** To do **
Set down the material exactly. Keep every line.

** Record excerpts **
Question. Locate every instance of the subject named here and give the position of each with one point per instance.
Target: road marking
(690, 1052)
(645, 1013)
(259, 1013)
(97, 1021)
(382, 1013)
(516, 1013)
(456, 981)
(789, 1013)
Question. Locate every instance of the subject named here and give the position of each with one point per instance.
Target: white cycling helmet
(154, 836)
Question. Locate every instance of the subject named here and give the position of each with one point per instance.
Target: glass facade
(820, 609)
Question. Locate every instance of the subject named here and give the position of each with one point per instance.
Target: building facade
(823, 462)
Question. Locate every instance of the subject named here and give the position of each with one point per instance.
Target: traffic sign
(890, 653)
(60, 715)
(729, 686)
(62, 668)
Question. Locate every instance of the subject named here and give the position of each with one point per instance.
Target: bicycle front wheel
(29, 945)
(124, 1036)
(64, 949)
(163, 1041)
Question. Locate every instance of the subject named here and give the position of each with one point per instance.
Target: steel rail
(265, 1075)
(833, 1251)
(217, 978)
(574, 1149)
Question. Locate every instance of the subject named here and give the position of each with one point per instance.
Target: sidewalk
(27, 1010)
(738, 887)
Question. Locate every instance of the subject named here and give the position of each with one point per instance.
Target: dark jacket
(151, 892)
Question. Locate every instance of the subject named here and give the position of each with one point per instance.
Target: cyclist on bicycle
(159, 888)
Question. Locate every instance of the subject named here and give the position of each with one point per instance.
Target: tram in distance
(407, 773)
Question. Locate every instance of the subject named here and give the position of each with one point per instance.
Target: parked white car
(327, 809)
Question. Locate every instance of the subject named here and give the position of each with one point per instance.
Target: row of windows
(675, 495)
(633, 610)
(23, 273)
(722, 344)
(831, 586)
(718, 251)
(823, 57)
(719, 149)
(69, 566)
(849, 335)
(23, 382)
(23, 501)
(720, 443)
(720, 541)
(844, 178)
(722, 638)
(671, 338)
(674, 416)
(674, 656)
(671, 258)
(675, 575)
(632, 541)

** Answer space **
Question. Locate every instance of the subject named here and give the position of each with one point per instance.
Target: road marking
(690, 1052)
(645, 1013)
(259, 1013)
(97, 1021)
(382, 1013)
(516, 1013)
(456, 981)
(789, 1013)
Question. Locate every instance of the subject named here and give the position of each with one point per instance.
Target: white cycling helmet
(154, 836)
Question. Locate every instance of the subject named here and give the position of each with one point per instance.
Target: glass facade
(820, 609)
Question. Locate every instance of the subject named here and give the position of each with one point per instance.
Target: building facade
(823, 462)
Question. Locate every instance of the subject named here and give the position of each with one point per instance.
Target: traffic sign
(890, 653)
(60, 715)
(729, 686)
(62, 668)
Question. Locate every instance of the subject named here and give the position of each with one point per instance.
Target: bicycle front wheel
(29, 945)
(124, 1036)
(64, 949)
(163, 1041)
Question. Locate every instance of the subject named here and give the position of each with one point per instance.
Target: steel rail
(265, 1075)
(833, 1251)
(217, 978)
(574, 1149)
Question. Locate every instance of the subject named here and give the position of each with one point per instance.
Target: sidewalk
(27, 1010)
(738, 887)
Question. Locate every instance of the subject named here and give the position of each with one point per instance.
Target: dark jacket
(151, 892)
Question. Locate every instance of the subject named here and give the position of each with one point per instance.
Target: cyclist on bicycle
(159, 888)
Question. Locate every instance of the subject named here and give the position of each with one point per instance.
Target: tram in distance
(407, 773)
Question. Locate every instance of the subject named here and give the position of each with one point per instance.
Target: parked white car
(327, 809)
Question. Locate every instance of the subject named here and give the position of each with one point per instance.
Target: row of windows
(675, 495)
(633, 610)
(23, 273)
(722, 344)
(831, 586)
(718, 251)
(823, 57)
(719, 149)
(69, 566)
(849, 335)
(23, 382)
(23, 501)
(720, 443)
(720, 541)
(844, 178)
(722, 638)
(671, 338)
(674, 416)
(674, 656)
(671, 258)
(675, 575)
(632, 541)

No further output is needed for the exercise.